Aim of the task –
Set down all the entries again, word for word.

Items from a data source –
▬▬▬▬▬▬
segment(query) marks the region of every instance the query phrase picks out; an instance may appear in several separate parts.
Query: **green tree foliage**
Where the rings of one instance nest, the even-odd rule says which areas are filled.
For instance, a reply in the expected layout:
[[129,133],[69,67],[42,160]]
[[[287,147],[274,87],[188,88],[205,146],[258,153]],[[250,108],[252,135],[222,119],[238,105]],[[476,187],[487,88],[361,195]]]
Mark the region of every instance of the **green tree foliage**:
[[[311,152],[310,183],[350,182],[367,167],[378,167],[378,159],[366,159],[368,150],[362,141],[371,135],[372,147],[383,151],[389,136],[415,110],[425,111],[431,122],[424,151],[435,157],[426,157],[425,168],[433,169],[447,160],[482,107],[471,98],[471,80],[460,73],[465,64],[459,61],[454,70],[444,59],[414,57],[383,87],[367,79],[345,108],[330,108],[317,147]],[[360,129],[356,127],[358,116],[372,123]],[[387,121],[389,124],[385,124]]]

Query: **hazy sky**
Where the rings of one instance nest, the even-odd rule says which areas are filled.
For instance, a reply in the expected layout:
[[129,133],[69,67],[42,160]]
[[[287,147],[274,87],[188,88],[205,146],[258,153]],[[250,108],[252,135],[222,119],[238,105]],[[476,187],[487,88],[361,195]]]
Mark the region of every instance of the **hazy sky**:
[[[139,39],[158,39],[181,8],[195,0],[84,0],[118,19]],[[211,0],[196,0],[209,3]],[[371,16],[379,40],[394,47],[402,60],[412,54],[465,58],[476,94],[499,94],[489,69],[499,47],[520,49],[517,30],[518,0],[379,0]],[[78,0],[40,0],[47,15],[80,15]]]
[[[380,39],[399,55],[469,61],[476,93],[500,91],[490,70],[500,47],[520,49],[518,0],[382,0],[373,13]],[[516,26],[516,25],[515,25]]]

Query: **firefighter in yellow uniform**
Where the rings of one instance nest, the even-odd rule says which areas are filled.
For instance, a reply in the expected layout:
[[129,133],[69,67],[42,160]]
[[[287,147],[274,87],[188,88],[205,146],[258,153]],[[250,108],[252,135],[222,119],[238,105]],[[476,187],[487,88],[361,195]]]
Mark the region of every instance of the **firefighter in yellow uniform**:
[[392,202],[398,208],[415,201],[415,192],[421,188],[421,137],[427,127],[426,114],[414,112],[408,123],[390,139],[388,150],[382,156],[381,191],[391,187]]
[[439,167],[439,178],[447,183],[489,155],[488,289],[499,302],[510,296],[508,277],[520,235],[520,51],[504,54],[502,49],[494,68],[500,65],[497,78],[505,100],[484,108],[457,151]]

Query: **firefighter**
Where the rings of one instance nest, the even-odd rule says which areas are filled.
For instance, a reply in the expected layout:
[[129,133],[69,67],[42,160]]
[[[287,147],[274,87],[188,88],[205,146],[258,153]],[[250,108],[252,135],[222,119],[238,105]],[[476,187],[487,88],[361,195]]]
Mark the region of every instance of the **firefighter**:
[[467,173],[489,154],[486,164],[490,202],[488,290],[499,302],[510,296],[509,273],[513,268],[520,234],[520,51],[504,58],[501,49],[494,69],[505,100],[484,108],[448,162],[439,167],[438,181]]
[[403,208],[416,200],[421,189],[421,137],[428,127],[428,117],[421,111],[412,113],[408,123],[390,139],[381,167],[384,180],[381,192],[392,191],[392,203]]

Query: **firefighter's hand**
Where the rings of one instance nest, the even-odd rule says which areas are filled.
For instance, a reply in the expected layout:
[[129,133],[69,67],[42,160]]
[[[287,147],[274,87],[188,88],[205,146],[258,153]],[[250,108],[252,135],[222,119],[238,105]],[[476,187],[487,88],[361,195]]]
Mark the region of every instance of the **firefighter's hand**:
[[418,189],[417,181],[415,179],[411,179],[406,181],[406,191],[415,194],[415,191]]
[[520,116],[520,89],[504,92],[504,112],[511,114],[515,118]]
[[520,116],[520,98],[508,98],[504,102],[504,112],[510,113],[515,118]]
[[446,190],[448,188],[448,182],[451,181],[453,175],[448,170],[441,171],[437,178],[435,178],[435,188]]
▬▬▬▬▬▬
Answer to the exercise –
segment(query) marks the region of every instance the query phrase picks out; an instance may appear in several separate parts.
Query: **green tree foliage**
Where the rings of one instance nest, the even-odd rule says which areas are filled.
For instance, a reply in the expected layout:
[[129,133],[69,67],[42,160]]
[[[287,147],[274,87],[188,88],[205,146],[258,153]],[[250,108],[252,135],[222,119],[238,105]],[[476,187],[487,88],[361,195]]]
Mark the region of every instance of the **green tree foliage**:
[[[311,152],[310,183],[350,182],[367,167],[378,167],[378,159],[366,159],[368,150],[362,141],[371,135],[372,147],[383,151],[389,136],[415,110],[425,111],[431,122],[424,151],[435,157],[426,157],[425,168],[433,169],[447,160],[482,107],[471,98],[471,80],[460,73],[465,64],[459,61],[454,70],[444,59],[414,57],[383,87],[367,79],[345,108],[330,108],[317,147]],[[360,129],[356,127],[358,116],[372,123]],[[387,121],[389,124],[385,124]]]

Query: **hazy sky**
Where the rings of one instance nest, the even-odd rule says which areas are filled.
For instance, a reply in the expected layout:
[[129,133],[69,67],[42,160]]
[[[287,147],[274,87],[188,88],[205,146],[258,153]],[[250,108],[252,135],[222,119],[238,105]],[[476,187],[487,88],[361,195]]]
Mark the region of every instance of the **hazy sky**:
[[[139,39],[158,39],[181,8],[195,0],[84,0],[118,19]],[[211,0],[196,0],[209,3]],[[371,16],[379,40],[394,47],[402,60],[412,54],[465,58],[476,94],[499,94],[489,69],[499,47],[520,49],[517,30],[518,0],[379,0]],[[78,0],[40,0],[47,15],[80,15]]]
[[[380,39],[399,55],[469,61],[476,93],[500,91],[490,70],[500,47],[520,49],[518,0],[382,0],[373,13]],[[516,26],[516,25],[515,25]]]

Query: **firefighter in yellow uniform**
Where the rings of one instance nest, the even-odd rule says which areas are filled.
For instance, a reply in the expected layout:
[[129,133],[69,67],[42,160]]
[[[287,147],[274,87],[188,88],[205,146],[258,153]],[[250,108],[252,135],[222,119],[238,105]],[[476,187],[487,88],[361,195]]]
Mark the region of every instance of the **firefighter in yellow uniform**:
[[392,202],[398,208],[415,201],[415,192],[421,188],[421,137],[427,127],[426,114],[414,112],[408,123],[390,139],[388,150],[382,156],[381,191],[391,187]]
[[439,167],[439,178],[447,183],[489,155],[488,289],[499,302],[510,296],[508,277],[520,235],[520,51],[504,54],[502,49],[494,68],[500,65],[497,78],[505,100],[484,108],[457,151]]

Query: **firefighter**
Where the rings of one instance nest, the even-odd rule says which areas are filled.
For instance, a reply in the expected layout:
[[129,133],[69,67],[42,160]]
[[[287,147],[274,87],[188,88],[205,146],[258,153]],[[250,108],[252,135],[222,119],[238,105]],[[476,187],[487,88],[361,195]]]
Mark the region of every instance of the **firefighter**:
[[467,173],[489,154],[486,164],[490,202],[488,290],[499,302],[510,296],[509,273],[513,268],[520,234],[520,51],[504,58],[501,49],[494,69],[505,100],[484,108],[448,162],[439,167],[438,181]]
[[403,208],[416,200],[421,189],[421,137],[428,127],[428,117],[421,111],[412,113],[408,123],[390,139],[381,167],[384,180],[381,192],[392,191],[392,203]]

Query: **firefighter's hand**
Where the rings of one instance nest, the even-odd rule says which areas are filled.
For instance, a reply in the expected layout:
[[129,133],[69,67],[42,160]]
[[[287,147],[274,87],[188,88],[205,146],[258,153]],[[250,108],[252,135],[222,119],[238,105]],[[476,187],[487,88],[361,195]]]
Mark the region of every instance of the **firefighter's hand**:
[[418,189],[417,181],[415,179],[411,179],[406,181],[406,191],[415,194],[415,191]]
[[520,116],[520,89],[504,92],[504,112],[511,114],[515,118]]
[[520,116],[520,98],[508,98],[504,102],[504,112],[510,113],[515,118]]
[[446,190],[448,188],[448,182],[451,181],[453,175],[448,170],[441,171],[437,178],[435,178],[435,188]]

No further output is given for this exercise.